▶ _DATA IN THIS EXERCISE_:
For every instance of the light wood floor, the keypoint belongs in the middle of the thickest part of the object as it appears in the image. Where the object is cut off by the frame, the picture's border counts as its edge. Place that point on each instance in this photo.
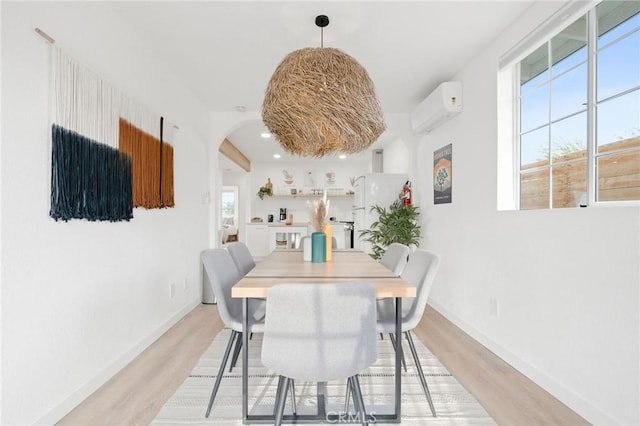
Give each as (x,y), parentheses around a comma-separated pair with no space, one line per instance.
(135,395)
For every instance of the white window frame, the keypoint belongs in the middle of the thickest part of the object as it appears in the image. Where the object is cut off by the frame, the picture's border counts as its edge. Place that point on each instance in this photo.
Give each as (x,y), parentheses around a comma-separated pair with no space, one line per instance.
(509,70)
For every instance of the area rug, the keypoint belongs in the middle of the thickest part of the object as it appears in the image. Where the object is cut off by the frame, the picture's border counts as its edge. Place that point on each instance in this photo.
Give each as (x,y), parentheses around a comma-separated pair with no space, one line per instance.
(453,404)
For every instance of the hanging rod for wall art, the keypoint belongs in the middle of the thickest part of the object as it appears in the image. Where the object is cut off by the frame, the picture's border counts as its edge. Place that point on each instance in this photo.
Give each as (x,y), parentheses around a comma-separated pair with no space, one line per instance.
(45,36)
(51,40)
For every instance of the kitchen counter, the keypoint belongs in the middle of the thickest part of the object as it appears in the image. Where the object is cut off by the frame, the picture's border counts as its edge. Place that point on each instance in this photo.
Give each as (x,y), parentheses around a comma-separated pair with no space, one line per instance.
(279,224)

▶ _YOUR GOAL_:
Substitute "marker" for "keypoint" wherever it occurs in the items above, and reproduce every item with no other changes, leaving out the pictures.

▶ _REPLY_:
For every instance of the light wood floor, the marker belongs in the middle of the thickest part of the object as it appears in the image. Where the object is cut off by the frame, the picture's border counts as its edge. Place that point on each instance in this photo.
Give each as (x,y), parentheses around a comma-separated pair with no space, one line per instance.
(135,395)
For every instance of the white window frame, the marker belongs in the middle of the thickest part of the object as it appears in the image. Where the object is cut off by the frame, the picture's border counts as its edge. Place that point on each instance in this photo.
Give each as (x,y), parentheses around a comma-separated pair with no space, one line per instance.
(509,70)
For every instance of the area rug, the marker belongs in the middle of the thickest part of the object as it appears in the image. Where the object is cut off by the frame, the picture's border counts as its edge. Place that point on each instance in this photo.
Give each as (x,y), parentheses around a comma-separated pair with no space, one line per instance.
(453,404)
For every instance of the hanging rod for wall art, the marker belongs in the middle of the thickest part of the object as it appears in the image. Where the object is cut off by the frame, the picture's border counts as its edge. Place that point on each instance in this photo.
Give each as (x,y), parentheses around a comma-separated pair with no space, one line per instance.
(45,36)
(51,40)
For every instance of the kitchen counter, the marker belongs in the middle of the thickest part of the object as it appears in the image. Where the object is cut off by the frame, the picture's border counts as its edge. Place that point on each instance in this photo.
Give each as (x,y), parentheses around a comma-separated pair with no space, one line per instance.
(279,224)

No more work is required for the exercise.